Wir kommen um eine Biegung, ich höre schon ein tosendes Rauschen und schon erfasst eine Sturmböe mein Rad. Ich schaffe es grad noch runterzuspringen und mit aller Kraft den Lenker festzuhalten. Mein Rad wird abgehoben vom Boden und steht fast wie eine Fahne in der Luft. Hermann hat es schlimmer erwischt. Er war nicht schnell genug mit dem Abspringen. Es hebt ihn mit dem Rad in die Luft und mit einer Wucht wird er gegen einen Steinhaufen am Wegesrand geworfen. Abschürfungen an Schienbein und Hand. Er hat mehr Glück als Verstand gehabt. Wäre das ein paar Meter vor- oder nachher passiert, war er in den Abgrund gestürzt. Mit zitternden Knien fahren wir weiter ab, es gibt mehrere Gegenanstiege. Ich frage mich, ob es einen vernünftigen Grund gibt, den nächsten noch höheren Berg zu fahren. Wie wird es dort mit den Windgeschwindigkeiten sein? Gefährlich? Warum gibt es keine Information durch den Veranstalter?

Am tiefsten Punkt kommen wir wieder durch ein Wadi mit Palmen. Dort gibt es zwar kein Dorf, aber da der nächste Pass touristisch mehr genutzt wird, haben sich entlang der Straße mehrere Cafés angesiedelt. Wir stärken uns am frühen Abend wieder mit je zwei Omelette und Tee, quatschen noch etwas mit einigen anderen Teilnehmern, kaufen jede Menge Snacks ein und gehen den letzten Berg an. Aufgrund der vielen Kehren und Serpentinen wird er scherzhaft auch Marokkos Passo Stelvio genannt. Die 1100 Höhenmeter haben es insofern in sich, dass die Steigung nach oben hin fast unmenschlich wird. Der Wind ist zum Glück etwas abgeflaut. Es ist nun nach Mitternacht. Ich bin unendlich müde. Weiter Abfahren in wärmere Zonen wäre vernünftig, aber sobald die Beine nicht mehr treten müssen, kommen die Schlafattacken und Sekundenschlaf wäre fatal. So schlagen wir kurz unterhalb des Passes unser Biwak in einem Wäldchen auf. Nachdem ich mich in meinem Schlafsack eingemummelt habe, höre ich im Halbschlaf draußen vor dem Zelt verschiedene Geräusche. Was gibt es hier wohl für Tiere?

Lange gönnen wir uns keine Ruhe, wir müssen heute vor Mitternacht in Essaouira sein und haben noch 170 km vor uns. Wer weiß, wie das Gelände ist. Machbar? Maprogress zeigt, dass nicht mehr viele hinter uns sind, aber von 220 Teilnehmern schon fast 100 ausgestiegen. Von dem bisschen Stolz noch im Rennen zu sein kann ich auch nicht zehren, jetzt heißt es mit Vollgas weiter. Recht abwechslungsreich ist das Terrain, es geht auf und ab, über Schotter und zwischendurch wieder mal auf Asphalt. Gegen Morgendämmerung ist es wieder mal soweit, beide sind wir so schläfrig, dass nur ein Powernap Aushilfe schafft, für 15 Minuten legen wir uns flach, bis die Kälte in die Glieder kriecht.

- [Datenabschnitt]:
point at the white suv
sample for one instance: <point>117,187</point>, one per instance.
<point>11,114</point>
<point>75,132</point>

- [Aufgabe A]: Welchen scherzhaften Namen trägt der letzte Berg im Text über die Radtour?
- [Aufgabe B]: Entnimm dem Text über die Radtour wortgetreu die Stelle, die mit den Worten „Lange gönnen wir“ einsetzt und mit „die Glieder kriecht.“ schließt.
Die Daten stammen aus einer anderen Quelle.

- [Erwartete Antwort A]: Marokkos Passo Stelvio.

- [Erwartete Antwort B]:
Lange gönnen wir uns keine Ruhe, wir müssen heute vor Mitternacht in Essaouira sein und haben noch 170 km vor uns. Wer weiß, wie das Gelände ist. Machbar? Maprogress zeigt, dass nicht mehr viele hinter uns sind, aber von 220 Teilnehmern schon fast 100 ausgestiegen. Von dem bisschen Stolz noch im Rennen zu sein kann ich auch nicht zehren, jetzt heißt es mit Vollgas weiter. Recht abwechslungsreich ist das Terrain, es geht auf und ab, über Schotter und zwischendurch wieder mal auf Asphalt. Gegen Morgendämmerung ist es wieder mal soweit, beide sind wir so schläfrig, dass nur ein Powernap Aushilfe schafft, für 15 Minuten legen wir uns flach, bis die Kälte in die Glieder kriecht.